[begin Passage to read]
“I Like Your Christ. I Do Not Like Your Christans.”

Being a skeptic, I have the feeling that many people, and especially Christians, like to come up with these amazing quotes that conveniently fit their ideology and then attach them to famous people in an ironic way. For example, if you’ve been an active church-participating Christian for a while, and you spend a lot of time on email or social networking sites, you might have come across that one conversation between this kid and a professor, talking about evil being the absence of good, in the same way that light is the absence of darkness. And this kid totally owns the professor. And in some versions, at the very end, it says that the kid was Albert Einstein. I’ve always been pretty skeptical about that. Would any kid actually confront a teacher in class, and come out correct? And what kind of kids go through lectures about evil disproving the existence of God in the first place? And furthermore, Albert Einstein was a self-proclaimed agnostic.

And so when I see this quotation attributed to Ghandi going around, mostly to Christian circles, I get skeptical.

“I like your Christ. I do not like your Christans.” Supposedly, Ghandi said that. But there’s a chance he didn’t. But I don’t know.

Anyway, I probably first came across this in high school. And since then, I’ve seen and heard it a bunch of times, usually complemented by an encouragement to live more like Jesus. In fact, I think that I myself used this several times.

I was talking to this friend today, and he said something pretty interesting. Essentially, it is that many people often equate fundamental disagreement with qualitative judgment. In other words, if you disagree with somebody, and especially if it is a disagreement relevant to the very identity of that person, you are looking down on that somebody. If you think that the government is providing too much social welfare, and you come across a recipient of that social welfare, you look down on that person. If you are all about protecting the environment, and you come across a person who crushes rabbits with Hummers for fun, you look down on that person. If you think that being attracted to somebody of the same gender is morally wrong, and you come across somebody who is attracted to somebody of the same gender, you look down on that person.

However, that’s not how Christianity works. Christianity says that every single person in the world is the worst sinner of all, but some people are given the grace to know God nonetheless. And so there is nothing at all separating me and a part-time stripper and part-time pedophile, except grace. Therefore, I cannot look down on anybody. However, that philosophy is a little difficult to understand for non-Christians, so there naturally is this miscommunication.
[end Passage to read]
[begin Data section]
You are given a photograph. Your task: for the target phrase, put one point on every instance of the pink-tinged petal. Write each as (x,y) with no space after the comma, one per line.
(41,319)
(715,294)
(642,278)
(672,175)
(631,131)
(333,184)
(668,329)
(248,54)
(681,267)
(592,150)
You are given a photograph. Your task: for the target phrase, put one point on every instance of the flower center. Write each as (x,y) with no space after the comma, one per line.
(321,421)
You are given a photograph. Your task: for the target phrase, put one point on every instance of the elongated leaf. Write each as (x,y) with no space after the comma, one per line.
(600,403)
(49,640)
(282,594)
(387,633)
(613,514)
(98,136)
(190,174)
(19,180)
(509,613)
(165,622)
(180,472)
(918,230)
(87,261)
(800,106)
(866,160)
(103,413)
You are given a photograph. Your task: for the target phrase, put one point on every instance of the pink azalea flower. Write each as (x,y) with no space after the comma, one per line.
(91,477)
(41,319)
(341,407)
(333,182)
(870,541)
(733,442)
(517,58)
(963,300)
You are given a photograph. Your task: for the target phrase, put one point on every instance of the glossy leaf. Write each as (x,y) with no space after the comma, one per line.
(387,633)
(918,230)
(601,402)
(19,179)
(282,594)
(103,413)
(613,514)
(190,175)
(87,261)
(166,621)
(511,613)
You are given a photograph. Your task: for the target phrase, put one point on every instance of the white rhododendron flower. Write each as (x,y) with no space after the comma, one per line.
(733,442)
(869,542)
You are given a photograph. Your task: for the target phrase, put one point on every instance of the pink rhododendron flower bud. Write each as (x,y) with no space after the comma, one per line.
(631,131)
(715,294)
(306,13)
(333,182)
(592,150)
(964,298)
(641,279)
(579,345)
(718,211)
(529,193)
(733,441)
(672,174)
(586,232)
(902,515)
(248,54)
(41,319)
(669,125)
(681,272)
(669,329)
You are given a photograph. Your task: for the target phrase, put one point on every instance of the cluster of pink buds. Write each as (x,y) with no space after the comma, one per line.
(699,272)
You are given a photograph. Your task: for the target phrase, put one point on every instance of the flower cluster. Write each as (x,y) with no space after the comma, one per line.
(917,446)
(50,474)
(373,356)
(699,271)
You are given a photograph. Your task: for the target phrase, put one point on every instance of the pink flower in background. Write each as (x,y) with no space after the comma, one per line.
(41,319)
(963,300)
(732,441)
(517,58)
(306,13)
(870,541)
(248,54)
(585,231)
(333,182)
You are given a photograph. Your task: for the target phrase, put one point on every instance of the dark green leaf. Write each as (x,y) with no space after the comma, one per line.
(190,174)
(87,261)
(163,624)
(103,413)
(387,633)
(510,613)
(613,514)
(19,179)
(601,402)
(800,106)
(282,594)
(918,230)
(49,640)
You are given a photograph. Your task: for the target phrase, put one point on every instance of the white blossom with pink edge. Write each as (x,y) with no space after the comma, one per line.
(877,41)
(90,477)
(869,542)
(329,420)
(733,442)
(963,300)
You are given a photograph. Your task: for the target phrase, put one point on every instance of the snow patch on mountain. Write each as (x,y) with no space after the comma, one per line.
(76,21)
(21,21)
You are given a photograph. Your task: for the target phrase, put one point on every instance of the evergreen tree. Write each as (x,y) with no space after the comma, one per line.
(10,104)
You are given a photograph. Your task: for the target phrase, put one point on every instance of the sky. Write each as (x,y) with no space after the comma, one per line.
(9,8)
[end Data section]
## Written tasks
- 1) Reproduce the post above between "However, that’s not" and "is this miscommunication.", inclusive.
- 2) In the post above, find the paragraph about what the writer's friend said. List every person that paragraph says you look down on.

## In response
- 1)
However, that’s not how Christianity works. Christianity says that every single person in the world is the worst sinner of all, but some people are given the grace to know God nonetheless. And so there is nothing at all separating me and a part-time stripper and part-time pedophile, except grace. Therefore, I cannot look down on anybody. However, that philosophy is a little difficult to understand for non-Christians, so there naturally is this miscommunication.

- 2)
- a recipient of that social welfare
- a person who crushes rabbits with Hummers for fun
- somebody who is attracted to somebody of the same gender